# Has anyone ever used Stockport Reptile Werehouse?



## Joshuashaw (Apr 27, 2008)

If so, opinions.

My dad use to know a guy who worked at a petshop in Guides bridge, he doesn't work there anymore, but reffered us to John at stockport reptile warehouse?

Any helps, opinions.

Does he have a website?

Thanks


----------



## Malky (Feb 24, 2008)

www.*stockport*pet*warehouse*.co.uk


----------



## damadwan (Mar 7, 2008)

yes stockport warehouse is cool bought a few items from there including reps and insects etc also while you are down that end theres one on adswood rd round the corner stockport tortoises reptiles & pets both pretty smart places adam:no1:


----------



## Joshuashaw (Apr 27, 2008)

Didn't seem to come up when I googled it, but thanks. Bit pricey £60 for BD - is this liable to be an adult or just a good baby morph?


----------



## Mancunian (Mar 27, 2008)

I can vouch for Stockport Pet Warehose- been a few times an bought an ace Cali King Snake from there. Very friendly, knowledgeable and experienced staff. Highly recommend.


----------



## LadySofia (Mar 16, 2008)

Tasks for this exercise:
1 – Add 111 to every bounding-box coordinate in the answers of the entries, from the start of the entries to the line with "6;0;236;130", both included. Rewrite all of those lines, leaving everything else in them unchanged.
2 – Write the next part of the forum thread about Stockport Reptile Warehouse, picking up after its last line.
The forum thread and the entries have nothing to do with each other.

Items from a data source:

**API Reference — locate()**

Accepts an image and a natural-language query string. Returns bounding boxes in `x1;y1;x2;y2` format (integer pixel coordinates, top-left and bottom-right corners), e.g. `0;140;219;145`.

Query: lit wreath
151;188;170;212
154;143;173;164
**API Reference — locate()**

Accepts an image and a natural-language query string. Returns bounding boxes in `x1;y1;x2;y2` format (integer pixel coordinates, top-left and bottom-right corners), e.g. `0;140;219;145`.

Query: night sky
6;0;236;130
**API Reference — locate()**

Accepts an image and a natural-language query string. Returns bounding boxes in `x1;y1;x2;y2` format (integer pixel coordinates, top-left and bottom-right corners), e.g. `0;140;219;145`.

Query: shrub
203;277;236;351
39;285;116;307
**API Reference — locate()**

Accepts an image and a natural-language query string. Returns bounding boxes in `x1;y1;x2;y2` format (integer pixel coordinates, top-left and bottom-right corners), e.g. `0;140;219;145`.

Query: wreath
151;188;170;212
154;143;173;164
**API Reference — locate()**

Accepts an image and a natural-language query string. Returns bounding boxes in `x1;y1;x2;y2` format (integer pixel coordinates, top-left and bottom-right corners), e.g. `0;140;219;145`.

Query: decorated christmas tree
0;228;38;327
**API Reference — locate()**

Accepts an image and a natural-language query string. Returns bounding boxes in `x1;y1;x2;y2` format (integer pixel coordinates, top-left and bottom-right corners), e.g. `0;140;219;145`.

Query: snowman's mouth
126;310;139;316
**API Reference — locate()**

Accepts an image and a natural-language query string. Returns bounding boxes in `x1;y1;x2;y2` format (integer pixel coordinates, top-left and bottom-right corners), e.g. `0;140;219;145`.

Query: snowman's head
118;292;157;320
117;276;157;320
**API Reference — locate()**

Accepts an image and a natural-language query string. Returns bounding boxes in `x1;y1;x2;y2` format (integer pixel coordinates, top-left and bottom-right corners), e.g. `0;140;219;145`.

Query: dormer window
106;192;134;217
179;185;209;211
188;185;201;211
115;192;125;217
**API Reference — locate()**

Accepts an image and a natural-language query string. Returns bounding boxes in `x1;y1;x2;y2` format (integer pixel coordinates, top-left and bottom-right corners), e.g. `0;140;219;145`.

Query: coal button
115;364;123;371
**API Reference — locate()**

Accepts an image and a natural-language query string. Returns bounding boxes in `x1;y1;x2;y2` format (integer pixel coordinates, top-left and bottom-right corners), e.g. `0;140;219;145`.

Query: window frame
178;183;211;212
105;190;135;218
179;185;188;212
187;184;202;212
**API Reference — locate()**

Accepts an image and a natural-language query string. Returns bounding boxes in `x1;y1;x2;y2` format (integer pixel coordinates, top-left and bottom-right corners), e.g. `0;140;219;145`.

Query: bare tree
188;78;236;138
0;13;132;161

Responses for each task:
1 –
**API Reference — locate()**

Accepts an image and a natural-language query string. Returns bounding boxes in `x1;y1;x2;y2` format (integer pixel coordinates, top-left and bottom-right corners), e.g. `0;140;219;145`.

Query: lit wreath
262;299;281;323
265;254;284;275
**API Reference — locate()**

Accepts an image and a natural-language query string. Returns bounding boxes in `x1;y1;x2;y2` format (integer pixel coordinates, top-left and bottom-right corners), e.g. `0;140;219;145`.

Query: night sky
117;111;347;241

2 –
definatly the best shop around,great friendly staff and a stuning collection of reps.


----------



## rach666 (Dec 12, 2006)

:no1: best shop in stockport 100%,deffo worth a look and john and paul know there stuff too: victory:


----------



## Velosus (Feb 26, 2008)

great shop, had two big torts wandering round other day. lol. we bought 3 leos from there, very nice n very cheap. OH's mum got a hognose of paul from there, and her dad got his royals setup from there. very friendly and goin back there all the time now lol..

oh and livefood tubs... 3 for £5, so not too bad.

Ian


----------



## damadwan (Mar 7, 2008)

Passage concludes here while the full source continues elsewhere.